→ **SET EXERCISE A**
Pull out every line of the records below that contains the word "with", treating uppercase and lowercase as different.

___ TEXT EXTRACT ___

Using Callback Functions

Callback functions are a powerful way to customize training of a model. They can be used with the fit(), evaluate(), and predict() functions.

It is instructive to understand a bit better what Keras callback functions are, since they are used quite often when developing models. From the official documentation⁷

A callback is a set of functions to be applied at given stages of the training procedure.

The idea is that you can pass a list of callback functions to the .fit() method of the Sequential or Model classes. Relevant methods of the callbacks will then be called at each stage of the training. Their use is rather easy. For the fit() function, you would use them as

model.fit(

...,

callbacks=[Callback()],

)

Where Callback() is a placeholder name for a callback (you need to change it to the callback function name you want to use). There are callbacks functions that perform many tasks, such as

ModelCheckPoint saves weights and models at specific frequencies
LearningRateScheduler changes the learning rate according to some schedule
TerminateOnNaN stops the training process if NaN appears (so you don’t waste time or computing resources)

___

→ **SET EXERCISE B**
In the passage on callback functions, what does TerminateOnNaN do?

___ GIVEN DATA ___

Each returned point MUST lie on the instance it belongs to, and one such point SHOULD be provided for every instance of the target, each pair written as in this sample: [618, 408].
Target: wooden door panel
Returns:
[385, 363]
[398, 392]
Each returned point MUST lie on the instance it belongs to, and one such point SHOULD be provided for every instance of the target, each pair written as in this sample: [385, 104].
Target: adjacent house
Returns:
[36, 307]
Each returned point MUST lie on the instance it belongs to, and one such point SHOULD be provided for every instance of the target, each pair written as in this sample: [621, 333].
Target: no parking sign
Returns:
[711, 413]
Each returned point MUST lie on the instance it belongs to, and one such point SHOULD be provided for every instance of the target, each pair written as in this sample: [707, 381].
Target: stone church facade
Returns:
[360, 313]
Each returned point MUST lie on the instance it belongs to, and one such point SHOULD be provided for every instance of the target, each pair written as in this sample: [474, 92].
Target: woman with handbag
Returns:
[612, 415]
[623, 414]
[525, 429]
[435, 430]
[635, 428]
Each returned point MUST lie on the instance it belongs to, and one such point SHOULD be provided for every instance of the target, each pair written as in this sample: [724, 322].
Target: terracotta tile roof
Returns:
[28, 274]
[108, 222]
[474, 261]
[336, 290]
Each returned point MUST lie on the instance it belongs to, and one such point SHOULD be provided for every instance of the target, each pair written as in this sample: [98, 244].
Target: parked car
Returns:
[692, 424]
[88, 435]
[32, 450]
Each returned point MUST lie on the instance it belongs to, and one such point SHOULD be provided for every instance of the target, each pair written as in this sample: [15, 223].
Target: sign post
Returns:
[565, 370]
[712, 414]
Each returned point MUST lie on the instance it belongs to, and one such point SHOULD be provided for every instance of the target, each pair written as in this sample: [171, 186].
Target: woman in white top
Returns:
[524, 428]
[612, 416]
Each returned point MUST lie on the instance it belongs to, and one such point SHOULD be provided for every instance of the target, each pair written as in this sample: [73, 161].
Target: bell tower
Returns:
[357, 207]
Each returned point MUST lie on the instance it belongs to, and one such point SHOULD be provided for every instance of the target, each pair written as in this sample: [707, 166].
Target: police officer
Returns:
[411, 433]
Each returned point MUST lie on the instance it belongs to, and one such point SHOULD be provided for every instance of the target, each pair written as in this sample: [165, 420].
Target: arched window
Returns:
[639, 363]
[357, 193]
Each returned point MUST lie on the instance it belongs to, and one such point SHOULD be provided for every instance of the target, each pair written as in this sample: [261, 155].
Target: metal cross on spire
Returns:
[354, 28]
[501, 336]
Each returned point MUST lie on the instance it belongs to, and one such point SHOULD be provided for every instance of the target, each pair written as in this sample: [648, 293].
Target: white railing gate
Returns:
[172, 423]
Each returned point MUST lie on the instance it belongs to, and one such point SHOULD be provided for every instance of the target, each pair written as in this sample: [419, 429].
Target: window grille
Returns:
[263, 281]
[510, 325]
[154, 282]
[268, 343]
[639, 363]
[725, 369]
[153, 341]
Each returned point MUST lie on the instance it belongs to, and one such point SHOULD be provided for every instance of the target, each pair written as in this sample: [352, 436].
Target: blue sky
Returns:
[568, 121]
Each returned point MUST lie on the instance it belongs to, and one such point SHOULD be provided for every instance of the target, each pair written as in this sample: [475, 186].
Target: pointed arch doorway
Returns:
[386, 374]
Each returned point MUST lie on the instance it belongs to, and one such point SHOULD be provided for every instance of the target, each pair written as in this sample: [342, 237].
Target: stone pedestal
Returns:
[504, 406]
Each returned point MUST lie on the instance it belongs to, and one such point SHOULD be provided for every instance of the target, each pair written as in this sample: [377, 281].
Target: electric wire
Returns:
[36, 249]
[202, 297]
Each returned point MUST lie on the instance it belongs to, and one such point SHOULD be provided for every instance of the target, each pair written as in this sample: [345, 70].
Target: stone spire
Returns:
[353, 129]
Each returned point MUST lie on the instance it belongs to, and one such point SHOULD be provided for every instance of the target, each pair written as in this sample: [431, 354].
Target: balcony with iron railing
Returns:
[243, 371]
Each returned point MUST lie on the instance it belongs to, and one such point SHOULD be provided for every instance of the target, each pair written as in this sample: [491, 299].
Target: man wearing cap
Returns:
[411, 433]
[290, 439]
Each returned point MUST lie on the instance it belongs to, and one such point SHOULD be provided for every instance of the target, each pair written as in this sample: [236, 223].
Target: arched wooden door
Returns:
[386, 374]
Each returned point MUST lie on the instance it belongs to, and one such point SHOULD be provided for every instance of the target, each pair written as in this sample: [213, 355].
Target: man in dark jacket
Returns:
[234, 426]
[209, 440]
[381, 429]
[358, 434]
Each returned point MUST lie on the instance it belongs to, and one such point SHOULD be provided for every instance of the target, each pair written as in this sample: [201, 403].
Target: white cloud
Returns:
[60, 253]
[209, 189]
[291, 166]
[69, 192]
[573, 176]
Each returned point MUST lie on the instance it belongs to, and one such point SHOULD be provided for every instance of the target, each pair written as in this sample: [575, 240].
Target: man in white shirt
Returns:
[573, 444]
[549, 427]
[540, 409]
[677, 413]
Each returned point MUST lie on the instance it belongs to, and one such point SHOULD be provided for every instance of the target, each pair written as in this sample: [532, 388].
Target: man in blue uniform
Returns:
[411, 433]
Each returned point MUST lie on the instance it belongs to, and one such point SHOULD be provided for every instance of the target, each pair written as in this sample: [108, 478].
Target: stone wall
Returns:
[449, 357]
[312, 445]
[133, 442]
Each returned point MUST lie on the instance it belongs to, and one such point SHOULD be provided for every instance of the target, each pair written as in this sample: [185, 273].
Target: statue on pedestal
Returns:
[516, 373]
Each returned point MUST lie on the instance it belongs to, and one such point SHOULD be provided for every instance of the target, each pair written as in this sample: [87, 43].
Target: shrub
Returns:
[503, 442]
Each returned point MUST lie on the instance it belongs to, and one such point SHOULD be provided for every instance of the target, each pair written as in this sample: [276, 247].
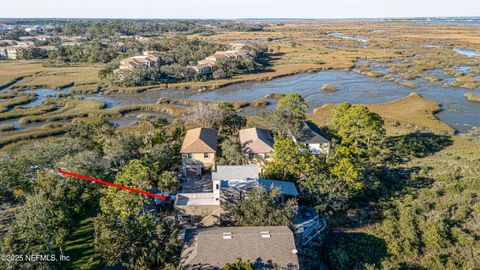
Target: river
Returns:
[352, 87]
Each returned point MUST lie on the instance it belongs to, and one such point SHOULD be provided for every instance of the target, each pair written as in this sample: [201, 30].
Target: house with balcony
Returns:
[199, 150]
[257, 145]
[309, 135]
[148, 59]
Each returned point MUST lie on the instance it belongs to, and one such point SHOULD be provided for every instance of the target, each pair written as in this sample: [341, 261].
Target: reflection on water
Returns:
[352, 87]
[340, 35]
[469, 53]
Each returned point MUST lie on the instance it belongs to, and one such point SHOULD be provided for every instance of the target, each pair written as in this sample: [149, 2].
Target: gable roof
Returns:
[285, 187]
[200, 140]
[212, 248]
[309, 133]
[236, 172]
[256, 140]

___
___ GIVEN DATA ___

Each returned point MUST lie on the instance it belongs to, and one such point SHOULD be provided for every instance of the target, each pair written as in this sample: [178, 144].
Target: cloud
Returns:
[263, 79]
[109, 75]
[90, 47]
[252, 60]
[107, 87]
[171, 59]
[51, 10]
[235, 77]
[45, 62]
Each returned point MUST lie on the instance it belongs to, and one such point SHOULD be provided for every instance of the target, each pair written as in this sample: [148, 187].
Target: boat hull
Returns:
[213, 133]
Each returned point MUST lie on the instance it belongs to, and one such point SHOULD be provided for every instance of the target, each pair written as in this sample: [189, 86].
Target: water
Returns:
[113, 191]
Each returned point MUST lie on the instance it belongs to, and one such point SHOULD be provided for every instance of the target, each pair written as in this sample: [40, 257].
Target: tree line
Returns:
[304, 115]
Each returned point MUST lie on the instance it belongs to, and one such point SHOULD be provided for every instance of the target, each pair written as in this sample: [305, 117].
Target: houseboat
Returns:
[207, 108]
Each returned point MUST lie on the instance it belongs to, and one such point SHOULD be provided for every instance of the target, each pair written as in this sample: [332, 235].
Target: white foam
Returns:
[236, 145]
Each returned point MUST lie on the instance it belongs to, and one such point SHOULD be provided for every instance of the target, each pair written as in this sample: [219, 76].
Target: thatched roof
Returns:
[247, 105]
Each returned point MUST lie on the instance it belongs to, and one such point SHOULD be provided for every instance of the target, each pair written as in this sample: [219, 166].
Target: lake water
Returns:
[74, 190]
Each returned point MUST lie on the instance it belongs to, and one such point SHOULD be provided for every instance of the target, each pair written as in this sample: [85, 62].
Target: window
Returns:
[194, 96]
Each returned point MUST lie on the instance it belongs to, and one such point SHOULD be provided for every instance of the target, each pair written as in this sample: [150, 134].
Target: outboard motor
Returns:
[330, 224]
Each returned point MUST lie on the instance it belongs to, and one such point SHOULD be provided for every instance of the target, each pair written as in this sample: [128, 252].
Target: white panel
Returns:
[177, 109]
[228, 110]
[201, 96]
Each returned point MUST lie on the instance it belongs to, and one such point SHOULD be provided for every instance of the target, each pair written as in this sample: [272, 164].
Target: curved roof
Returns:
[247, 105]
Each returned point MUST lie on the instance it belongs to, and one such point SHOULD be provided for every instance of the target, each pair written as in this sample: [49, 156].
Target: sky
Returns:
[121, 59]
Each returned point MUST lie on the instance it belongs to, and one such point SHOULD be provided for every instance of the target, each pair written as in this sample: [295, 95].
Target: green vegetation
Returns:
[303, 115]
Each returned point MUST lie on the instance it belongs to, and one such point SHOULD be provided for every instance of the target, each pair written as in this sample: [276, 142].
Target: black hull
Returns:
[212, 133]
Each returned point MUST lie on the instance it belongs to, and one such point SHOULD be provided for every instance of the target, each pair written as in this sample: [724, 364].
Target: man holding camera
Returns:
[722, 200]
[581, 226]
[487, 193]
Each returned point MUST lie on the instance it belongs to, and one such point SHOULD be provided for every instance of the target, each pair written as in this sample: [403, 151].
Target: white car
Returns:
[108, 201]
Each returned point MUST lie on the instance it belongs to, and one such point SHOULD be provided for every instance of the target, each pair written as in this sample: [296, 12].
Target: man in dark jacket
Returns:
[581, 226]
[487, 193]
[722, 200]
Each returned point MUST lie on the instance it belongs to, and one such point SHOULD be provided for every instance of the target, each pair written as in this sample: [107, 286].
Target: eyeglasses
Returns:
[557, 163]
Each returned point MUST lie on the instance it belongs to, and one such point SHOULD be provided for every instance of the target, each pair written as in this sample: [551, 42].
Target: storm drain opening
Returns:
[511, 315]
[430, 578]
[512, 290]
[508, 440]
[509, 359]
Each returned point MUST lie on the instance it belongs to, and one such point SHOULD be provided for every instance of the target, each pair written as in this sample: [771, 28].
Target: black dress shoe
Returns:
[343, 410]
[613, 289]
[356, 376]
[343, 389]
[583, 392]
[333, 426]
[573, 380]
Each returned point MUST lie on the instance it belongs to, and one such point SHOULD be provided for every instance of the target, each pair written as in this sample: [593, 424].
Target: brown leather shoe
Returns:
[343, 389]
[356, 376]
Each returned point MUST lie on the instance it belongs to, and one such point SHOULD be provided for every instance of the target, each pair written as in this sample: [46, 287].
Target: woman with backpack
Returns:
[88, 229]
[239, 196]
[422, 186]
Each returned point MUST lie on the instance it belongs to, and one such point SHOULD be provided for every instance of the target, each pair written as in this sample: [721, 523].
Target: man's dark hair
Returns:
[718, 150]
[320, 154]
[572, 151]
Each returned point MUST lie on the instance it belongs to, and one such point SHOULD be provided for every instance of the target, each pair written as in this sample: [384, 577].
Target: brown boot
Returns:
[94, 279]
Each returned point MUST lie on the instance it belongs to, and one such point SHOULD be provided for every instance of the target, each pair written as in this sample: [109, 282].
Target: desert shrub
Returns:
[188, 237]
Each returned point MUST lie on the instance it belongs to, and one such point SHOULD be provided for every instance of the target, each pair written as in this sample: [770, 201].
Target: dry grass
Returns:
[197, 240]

___
___ GIVEN DATA ___

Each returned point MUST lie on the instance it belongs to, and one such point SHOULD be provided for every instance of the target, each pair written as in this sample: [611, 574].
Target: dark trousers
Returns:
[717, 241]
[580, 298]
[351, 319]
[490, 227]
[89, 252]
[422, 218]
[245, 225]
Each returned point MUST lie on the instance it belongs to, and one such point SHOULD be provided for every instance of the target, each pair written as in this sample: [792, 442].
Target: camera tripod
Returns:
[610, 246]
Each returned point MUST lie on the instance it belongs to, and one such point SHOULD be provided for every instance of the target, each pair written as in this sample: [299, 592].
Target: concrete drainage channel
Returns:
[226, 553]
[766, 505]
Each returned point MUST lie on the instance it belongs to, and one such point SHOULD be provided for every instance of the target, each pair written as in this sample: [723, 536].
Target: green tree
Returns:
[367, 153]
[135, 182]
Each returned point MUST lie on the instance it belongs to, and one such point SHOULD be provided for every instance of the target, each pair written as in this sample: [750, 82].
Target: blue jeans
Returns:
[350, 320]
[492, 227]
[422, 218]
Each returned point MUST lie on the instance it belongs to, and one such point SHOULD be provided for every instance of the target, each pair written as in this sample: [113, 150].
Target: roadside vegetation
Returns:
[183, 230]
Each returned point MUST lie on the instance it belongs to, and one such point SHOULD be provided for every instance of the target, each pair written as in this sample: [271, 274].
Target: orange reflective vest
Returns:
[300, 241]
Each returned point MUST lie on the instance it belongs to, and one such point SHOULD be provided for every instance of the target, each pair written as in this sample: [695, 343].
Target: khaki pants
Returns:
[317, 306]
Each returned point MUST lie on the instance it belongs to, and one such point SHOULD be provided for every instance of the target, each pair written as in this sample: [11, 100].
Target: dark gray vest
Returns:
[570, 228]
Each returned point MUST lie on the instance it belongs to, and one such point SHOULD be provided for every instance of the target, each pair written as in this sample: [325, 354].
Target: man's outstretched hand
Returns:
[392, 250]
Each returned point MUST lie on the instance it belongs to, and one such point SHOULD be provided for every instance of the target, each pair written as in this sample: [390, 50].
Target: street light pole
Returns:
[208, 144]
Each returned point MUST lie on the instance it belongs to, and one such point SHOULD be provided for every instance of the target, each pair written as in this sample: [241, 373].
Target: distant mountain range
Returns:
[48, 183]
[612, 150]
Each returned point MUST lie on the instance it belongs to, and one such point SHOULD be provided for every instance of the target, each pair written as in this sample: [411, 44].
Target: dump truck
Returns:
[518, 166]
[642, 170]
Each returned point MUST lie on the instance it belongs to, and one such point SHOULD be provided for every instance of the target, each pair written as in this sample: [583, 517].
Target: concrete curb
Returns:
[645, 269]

___

→ **EXERCISE SOLUTION A**
Target: woman with handbag
Target: balcony with iron railing
Target: house with balcony
Target: woman with backpack

→ **EXERCISE SOLUTION B**
It stops the training process if NaN appears.